◆ Verilen Metin:
Daha sonra tekrar çeşitli memurluklarda bulundu. Ek iş olarak Ticaret Mekteb-i Alisi'nde hat ve Fransızca öğretmenliği yaptı. 1891'de Mirsad Dergisi'nin açtığı şiir yarışmasında birinciliği kazanınca, edebiyat çevrelerinin dikkatini üstüne çekti. 1892'de Galatasaray Sultanisi'nin ilk bölümüne Türkçe öğretmeni atandı. 1894'te Hüseyin Kâzım Kadri ve Ali Ekrem Bolayır'la birlikte Malûmat Dergisi'ni çıkartmaya başladı. 1895'te hükümetin bütçede kısıntı yapma gerekçesiyle memur maaşlarının yüzde onunu kesmesine tepki olarak Galatasaray'daki görevinden istifa etti ve inzivaya çekildi.
1896'da, eski öğretmeni Recaizade Ekrem'in aracılığıyla Servet-i Fünun Dergisi'nin yazı işleri yönetmenliğine getirildi. Aynı yıl Robert Koleji'ne Türkçe öğretmeni olarak tayin edildi. Sultan Abdülhamid yönetimine muhalif olan Batıcılar, muhalefetlerinde uzun süre başarı sağlayamayınca bu durum onları toplumdan kaçış düşüncelerine sürükledi ve Tevfik Fikret’teki "inziva" düşüncesini daha da derinleşti. Bu düşünce, Servet-i Fünun yazarlarınca da benimseniyordu.

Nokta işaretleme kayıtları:

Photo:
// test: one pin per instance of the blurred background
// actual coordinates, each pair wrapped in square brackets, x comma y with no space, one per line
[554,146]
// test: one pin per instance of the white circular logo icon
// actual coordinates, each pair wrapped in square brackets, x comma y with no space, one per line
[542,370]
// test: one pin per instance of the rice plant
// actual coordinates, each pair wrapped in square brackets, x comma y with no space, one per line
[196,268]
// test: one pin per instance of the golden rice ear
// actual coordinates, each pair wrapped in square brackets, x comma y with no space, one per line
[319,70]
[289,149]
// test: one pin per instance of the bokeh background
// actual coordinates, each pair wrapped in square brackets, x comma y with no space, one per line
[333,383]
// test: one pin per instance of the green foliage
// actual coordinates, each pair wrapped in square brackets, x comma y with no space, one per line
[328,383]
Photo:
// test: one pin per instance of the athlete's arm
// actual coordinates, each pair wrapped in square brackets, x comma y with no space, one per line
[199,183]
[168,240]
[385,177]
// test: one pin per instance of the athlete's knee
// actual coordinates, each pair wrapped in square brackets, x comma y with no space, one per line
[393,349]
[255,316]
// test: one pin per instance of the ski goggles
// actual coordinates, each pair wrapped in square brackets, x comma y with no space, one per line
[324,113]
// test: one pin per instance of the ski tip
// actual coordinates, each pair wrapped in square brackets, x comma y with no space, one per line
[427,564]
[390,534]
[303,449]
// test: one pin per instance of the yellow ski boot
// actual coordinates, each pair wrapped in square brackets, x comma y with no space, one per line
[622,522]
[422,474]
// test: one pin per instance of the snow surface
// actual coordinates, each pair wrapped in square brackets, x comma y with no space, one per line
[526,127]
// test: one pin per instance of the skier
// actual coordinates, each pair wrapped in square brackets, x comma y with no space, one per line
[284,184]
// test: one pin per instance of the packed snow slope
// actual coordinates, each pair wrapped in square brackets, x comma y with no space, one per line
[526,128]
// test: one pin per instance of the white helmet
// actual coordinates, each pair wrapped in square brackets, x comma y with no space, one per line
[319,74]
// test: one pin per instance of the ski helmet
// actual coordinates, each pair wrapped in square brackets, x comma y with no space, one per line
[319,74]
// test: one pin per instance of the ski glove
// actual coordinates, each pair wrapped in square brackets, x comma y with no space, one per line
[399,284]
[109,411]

◆ Problem A:
Verilen metinde adı geçen bütün dergileri sıralayın.
◆ Problem B:
Kayıtlarda "the white helmet" ifadesini içeren satırdan kayıtların sonuna kadar bütün satırları, istekler de dahil olmak üzere, yeniden yazın. Yanıtlardaki her koordinat değerini 129 artırarak kaydırın.

◆ Çözüm A:
Mirsad Dergisi
Malûmat Dergisi
Servet-i Fünun Dergisi

◆ Çözüm B:
// test: one pin per instance of the white helmet
// actual coordinates, each pair wrapped in square brackets, x comma y with no space, one per line
[448,203]
// test: one pin per instance of the ski helmet
// actual coordinates, each pair wrapped in square brackets, x comma y with no space, one per line
[448,203]
// test: one pin per instance of the ski glove
// actual coordinates, each pair wrapped in square brackets, x comma y with no space, one per line
[528,413]
[238,540]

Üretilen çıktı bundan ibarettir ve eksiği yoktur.